___ Passage given ___

If it were done, when ‘tis done, then t’were well it were done wittily. Alack, ‘twas not. For prating merely “thee” and “thou” dost not the bard emulate.
I could probably do this whole review in cod Shakespeare, but it’d soon become tedious, would’st not?
Which pretty much describes last night’s performance of the allegedly improvised Rubbish Shakespeare: The Incomplete Works at the Unity Theatre. The audience were given the illusion of directing the action here but in fact were instructed to pick a year within Shakespeare’s lifetime (1550.) We had wider remit over location (Venice) and plot-hurdle (woodworm in the gondolas.)
A chap near the front was awarded a circlet and crowned King James (anachronistically but lapses in history I can forgive) before being swiftly decoronated in case they needed the prop (they did not.) But there ended the King’s interaction with the cast. Turns out he was simply a vehicle to illustrate the point that the play’s the thing wherein they’ll vaunt the politics of the king.
You see how easy that is, to paraphrase Old Bill, to parody? Now, I may know a little more Shakespeare than the average Malvolio but, zounds, they could have actually just quoted from the Avon man directly with some comic effect. Almost every cliché ever written originated in Shakespeare. And style of as though we, the audience, gifted them the style; they chose, and prepared, that themselves.

___ Entries supplied ___

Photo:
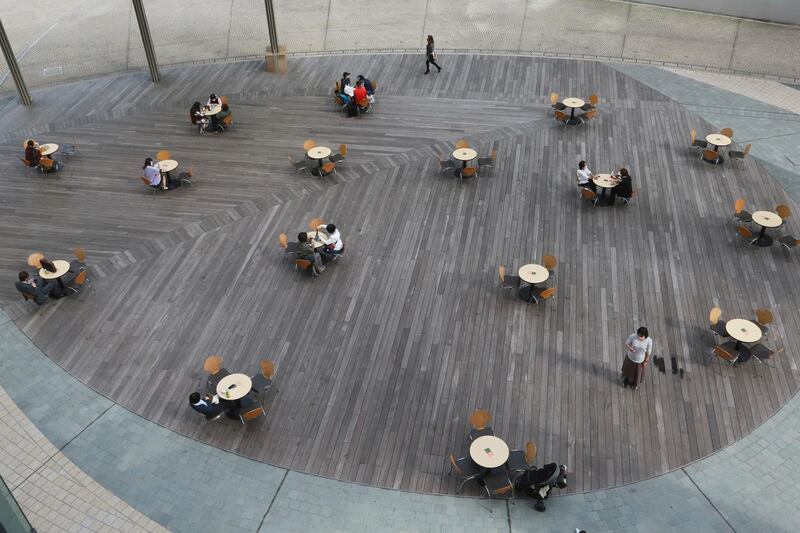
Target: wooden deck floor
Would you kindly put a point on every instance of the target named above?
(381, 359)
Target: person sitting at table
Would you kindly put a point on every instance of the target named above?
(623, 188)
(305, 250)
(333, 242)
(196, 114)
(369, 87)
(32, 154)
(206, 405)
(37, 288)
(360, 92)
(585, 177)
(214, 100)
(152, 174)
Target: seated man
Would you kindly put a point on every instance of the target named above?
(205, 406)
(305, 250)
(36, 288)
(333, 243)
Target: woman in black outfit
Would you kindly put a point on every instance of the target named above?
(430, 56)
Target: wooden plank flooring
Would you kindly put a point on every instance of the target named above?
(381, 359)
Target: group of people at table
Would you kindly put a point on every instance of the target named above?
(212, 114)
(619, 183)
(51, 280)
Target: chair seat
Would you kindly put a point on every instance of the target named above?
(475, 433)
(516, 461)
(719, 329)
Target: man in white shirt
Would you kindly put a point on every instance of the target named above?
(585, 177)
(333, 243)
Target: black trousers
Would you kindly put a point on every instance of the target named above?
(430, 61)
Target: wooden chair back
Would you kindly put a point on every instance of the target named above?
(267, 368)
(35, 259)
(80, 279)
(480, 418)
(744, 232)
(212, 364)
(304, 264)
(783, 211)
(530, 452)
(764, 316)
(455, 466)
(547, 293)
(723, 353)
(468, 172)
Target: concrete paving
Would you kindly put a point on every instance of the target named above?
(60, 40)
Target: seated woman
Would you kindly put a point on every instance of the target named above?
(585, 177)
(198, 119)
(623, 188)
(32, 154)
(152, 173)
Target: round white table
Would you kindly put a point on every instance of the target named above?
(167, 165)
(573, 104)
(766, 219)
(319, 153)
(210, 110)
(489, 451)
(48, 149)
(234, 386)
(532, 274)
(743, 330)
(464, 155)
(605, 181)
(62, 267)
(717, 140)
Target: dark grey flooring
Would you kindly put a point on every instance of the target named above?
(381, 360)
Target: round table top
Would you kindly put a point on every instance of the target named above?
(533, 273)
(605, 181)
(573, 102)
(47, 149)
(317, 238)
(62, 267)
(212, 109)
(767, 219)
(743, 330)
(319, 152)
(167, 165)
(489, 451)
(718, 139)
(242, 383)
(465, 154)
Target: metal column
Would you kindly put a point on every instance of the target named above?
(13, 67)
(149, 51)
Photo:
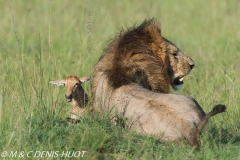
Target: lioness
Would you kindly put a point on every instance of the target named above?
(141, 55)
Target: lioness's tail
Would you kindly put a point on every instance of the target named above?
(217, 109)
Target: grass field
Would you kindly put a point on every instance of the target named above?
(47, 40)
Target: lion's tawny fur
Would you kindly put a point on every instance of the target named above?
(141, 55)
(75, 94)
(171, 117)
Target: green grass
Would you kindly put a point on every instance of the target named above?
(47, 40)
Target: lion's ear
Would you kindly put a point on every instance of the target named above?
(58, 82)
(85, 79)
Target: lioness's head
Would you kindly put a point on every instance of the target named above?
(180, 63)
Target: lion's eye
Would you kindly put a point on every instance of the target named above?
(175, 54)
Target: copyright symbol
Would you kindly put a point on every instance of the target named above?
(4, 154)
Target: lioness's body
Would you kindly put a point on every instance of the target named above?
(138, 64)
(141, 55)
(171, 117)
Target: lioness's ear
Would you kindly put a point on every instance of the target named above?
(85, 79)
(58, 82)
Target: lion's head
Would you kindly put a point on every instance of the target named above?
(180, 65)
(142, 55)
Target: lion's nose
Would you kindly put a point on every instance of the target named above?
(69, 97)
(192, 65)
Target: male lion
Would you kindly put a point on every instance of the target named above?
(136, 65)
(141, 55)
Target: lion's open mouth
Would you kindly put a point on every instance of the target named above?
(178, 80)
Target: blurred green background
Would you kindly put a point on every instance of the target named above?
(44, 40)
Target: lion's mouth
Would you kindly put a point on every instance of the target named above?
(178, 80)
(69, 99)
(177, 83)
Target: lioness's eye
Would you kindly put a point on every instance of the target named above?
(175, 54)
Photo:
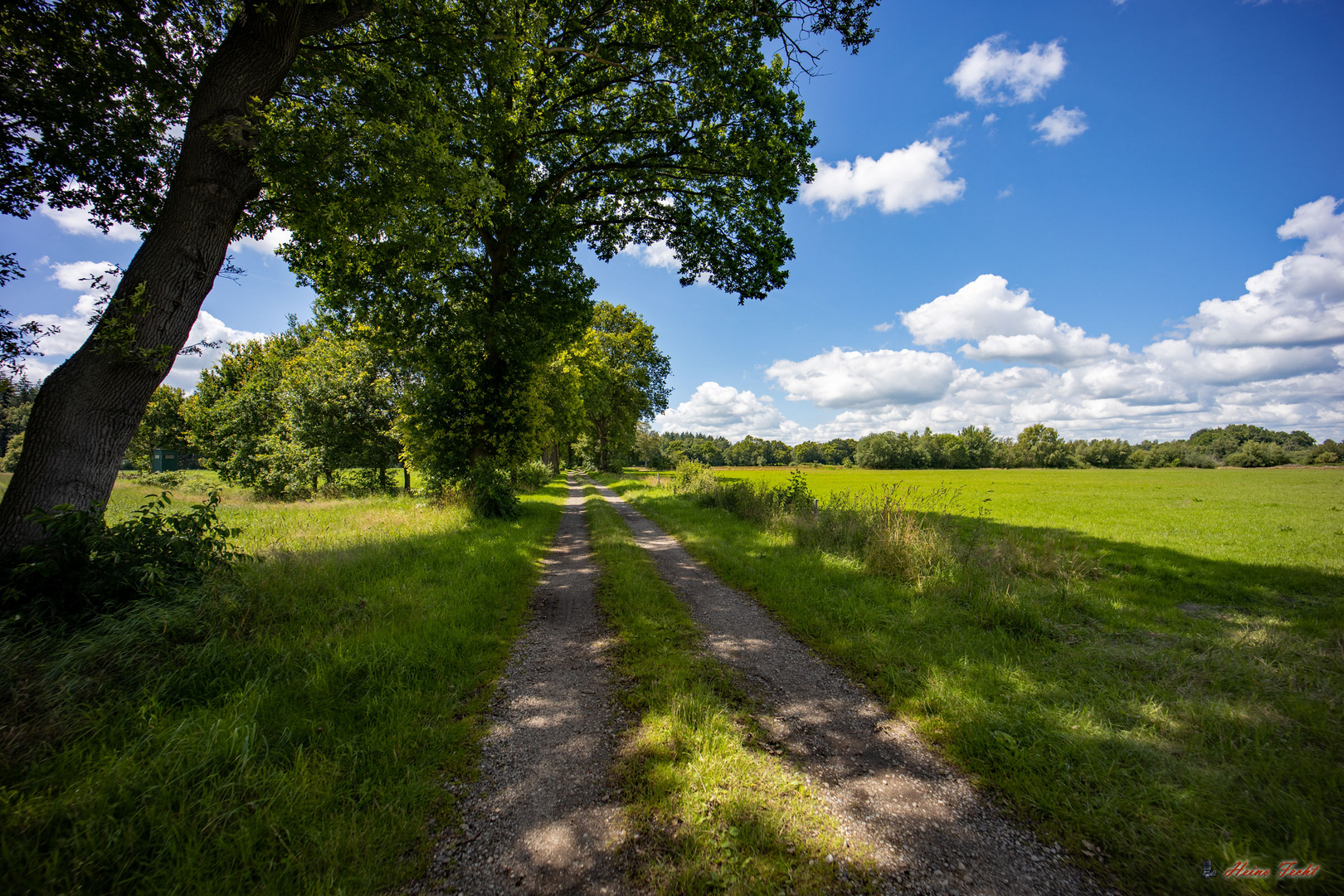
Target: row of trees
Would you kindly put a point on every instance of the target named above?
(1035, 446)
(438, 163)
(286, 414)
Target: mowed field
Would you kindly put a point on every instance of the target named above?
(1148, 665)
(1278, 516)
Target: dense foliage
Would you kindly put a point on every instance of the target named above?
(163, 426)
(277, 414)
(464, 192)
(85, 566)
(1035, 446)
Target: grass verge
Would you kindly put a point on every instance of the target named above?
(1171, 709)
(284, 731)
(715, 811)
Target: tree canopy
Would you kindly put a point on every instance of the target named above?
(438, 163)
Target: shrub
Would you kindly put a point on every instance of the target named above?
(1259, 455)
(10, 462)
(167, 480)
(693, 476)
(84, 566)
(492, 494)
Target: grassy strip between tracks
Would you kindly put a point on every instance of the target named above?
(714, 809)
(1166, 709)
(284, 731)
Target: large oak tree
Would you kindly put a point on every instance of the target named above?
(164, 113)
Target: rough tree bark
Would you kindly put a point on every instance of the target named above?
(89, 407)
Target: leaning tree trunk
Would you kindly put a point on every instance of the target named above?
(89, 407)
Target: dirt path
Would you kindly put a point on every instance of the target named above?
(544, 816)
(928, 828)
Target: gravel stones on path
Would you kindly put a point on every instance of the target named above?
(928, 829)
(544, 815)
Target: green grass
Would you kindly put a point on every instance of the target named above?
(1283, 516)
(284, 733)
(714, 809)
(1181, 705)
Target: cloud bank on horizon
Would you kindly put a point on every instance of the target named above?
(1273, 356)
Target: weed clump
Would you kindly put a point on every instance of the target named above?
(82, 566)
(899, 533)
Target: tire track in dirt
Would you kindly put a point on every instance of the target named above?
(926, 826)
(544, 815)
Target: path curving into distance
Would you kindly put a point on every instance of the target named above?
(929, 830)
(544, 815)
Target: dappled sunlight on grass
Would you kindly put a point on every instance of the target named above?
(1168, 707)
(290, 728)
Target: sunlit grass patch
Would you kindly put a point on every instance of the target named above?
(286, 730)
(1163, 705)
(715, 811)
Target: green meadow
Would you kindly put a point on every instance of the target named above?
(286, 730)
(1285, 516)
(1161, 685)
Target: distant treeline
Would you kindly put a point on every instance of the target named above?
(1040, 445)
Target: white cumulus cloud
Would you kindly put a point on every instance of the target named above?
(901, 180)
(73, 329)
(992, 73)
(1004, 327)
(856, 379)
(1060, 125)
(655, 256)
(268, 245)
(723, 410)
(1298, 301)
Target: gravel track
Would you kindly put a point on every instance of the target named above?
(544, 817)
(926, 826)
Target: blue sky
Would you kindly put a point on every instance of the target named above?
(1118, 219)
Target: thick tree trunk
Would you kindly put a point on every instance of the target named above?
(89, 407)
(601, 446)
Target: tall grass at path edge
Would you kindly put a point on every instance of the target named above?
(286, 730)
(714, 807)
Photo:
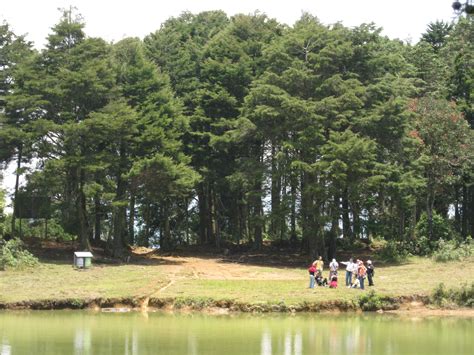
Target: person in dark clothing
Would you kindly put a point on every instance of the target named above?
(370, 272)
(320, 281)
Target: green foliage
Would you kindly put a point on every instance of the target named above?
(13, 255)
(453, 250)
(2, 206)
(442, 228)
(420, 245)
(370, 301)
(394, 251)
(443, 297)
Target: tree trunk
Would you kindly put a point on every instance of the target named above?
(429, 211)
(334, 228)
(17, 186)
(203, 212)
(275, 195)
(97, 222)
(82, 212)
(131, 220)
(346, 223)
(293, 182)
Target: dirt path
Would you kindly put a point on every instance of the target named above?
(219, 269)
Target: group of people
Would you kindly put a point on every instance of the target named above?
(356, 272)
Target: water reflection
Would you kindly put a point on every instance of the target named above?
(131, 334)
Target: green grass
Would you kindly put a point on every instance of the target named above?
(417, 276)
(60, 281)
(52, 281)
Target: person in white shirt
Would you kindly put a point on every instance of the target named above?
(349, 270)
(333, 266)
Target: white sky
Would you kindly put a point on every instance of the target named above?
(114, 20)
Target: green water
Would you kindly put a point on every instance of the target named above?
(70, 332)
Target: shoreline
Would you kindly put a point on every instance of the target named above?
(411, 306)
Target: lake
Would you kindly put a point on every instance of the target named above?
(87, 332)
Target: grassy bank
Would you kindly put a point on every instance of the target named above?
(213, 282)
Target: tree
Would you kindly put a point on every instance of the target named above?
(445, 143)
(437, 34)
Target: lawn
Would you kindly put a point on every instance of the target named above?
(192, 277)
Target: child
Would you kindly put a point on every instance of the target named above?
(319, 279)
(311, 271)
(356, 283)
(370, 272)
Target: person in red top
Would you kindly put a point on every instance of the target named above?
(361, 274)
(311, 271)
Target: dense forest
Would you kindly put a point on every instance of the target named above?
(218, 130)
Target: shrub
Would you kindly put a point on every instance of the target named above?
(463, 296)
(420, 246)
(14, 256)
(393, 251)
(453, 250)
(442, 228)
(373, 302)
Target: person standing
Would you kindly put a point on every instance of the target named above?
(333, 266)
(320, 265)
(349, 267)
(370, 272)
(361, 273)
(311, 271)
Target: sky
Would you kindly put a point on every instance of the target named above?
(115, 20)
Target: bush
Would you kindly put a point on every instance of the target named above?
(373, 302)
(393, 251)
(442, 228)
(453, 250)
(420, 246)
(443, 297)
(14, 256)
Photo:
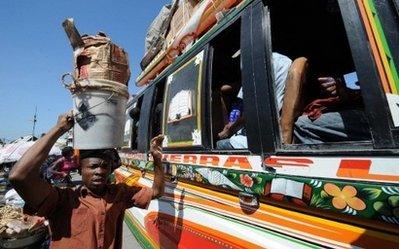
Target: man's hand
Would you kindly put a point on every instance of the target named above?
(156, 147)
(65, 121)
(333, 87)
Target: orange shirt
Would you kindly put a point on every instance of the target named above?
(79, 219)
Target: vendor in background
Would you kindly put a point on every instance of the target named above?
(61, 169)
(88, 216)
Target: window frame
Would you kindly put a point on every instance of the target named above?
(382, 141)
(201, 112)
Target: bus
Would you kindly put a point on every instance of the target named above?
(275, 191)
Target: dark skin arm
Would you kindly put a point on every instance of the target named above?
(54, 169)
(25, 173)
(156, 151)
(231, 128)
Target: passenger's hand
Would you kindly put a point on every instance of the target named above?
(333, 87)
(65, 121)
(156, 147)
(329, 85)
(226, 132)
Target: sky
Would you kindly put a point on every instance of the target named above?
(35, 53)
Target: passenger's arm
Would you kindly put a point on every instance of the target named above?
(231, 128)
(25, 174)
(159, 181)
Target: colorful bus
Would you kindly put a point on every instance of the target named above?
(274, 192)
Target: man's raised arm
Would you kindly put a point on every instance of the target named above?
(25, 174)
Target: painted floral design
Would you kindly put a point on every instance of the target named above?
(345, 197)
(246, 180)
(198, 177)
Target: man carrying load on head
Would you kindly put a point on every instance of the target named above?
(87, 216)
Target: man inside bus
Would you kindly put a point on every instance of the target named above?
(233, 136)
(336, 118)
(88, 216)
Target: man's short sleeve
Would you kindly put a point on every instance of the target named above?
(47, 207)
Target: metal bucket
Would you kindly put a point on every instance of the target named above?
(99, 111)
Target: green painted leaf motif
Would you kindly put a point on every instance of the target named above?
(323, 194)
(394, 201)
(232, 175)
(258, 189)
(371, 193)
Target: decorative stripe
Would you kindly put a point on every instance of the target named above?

___

Objectives:
1. From the theater review, list the three choices the audience made for the performance.
2. Rewrite the stretch of the theater review from "Which pretty much" through "of the king.", changing "circlet" to "paper crown".
3. Answer these questions from the theater review:
(a) At which theater was the performance given?
(b) What was the full title of the show?
(c) What was the man near the front crowned as?
The items have no connection to the theater review.

Task answers:
1.
1. Year: 1550
2. Location: Venice
3. Plot-hurdle: woodworm in the gondolas

2.
Which pretty much describes last night’s performance of the allegedly improvised Rubbish Shakespeare: The Incomplete Works at the Unity Theatre. The audience were given the illusion of directing the action here but in fact were instructed to pick a year within Shakespeare’s lifetime (1550.) We had wider remit over location (Venice) and plot-hurdle (woodworm in the gondolas.)
A chap near the front was awarded a paper crown and crowned King James (anachronistically but lapses in history I can forgive) before being swiftly decoronated in case they needed the prop (they did not.) But there ended the King’s interaction with the cast. Turns out he was simply a vehicle to illustrate the point that the play’s the thing wherein they’ll vaunt the politics of the king.

3.
(a) The Unity Theatre
(b) Rubbish Shakespeare: The Incomplete Works
(c) King James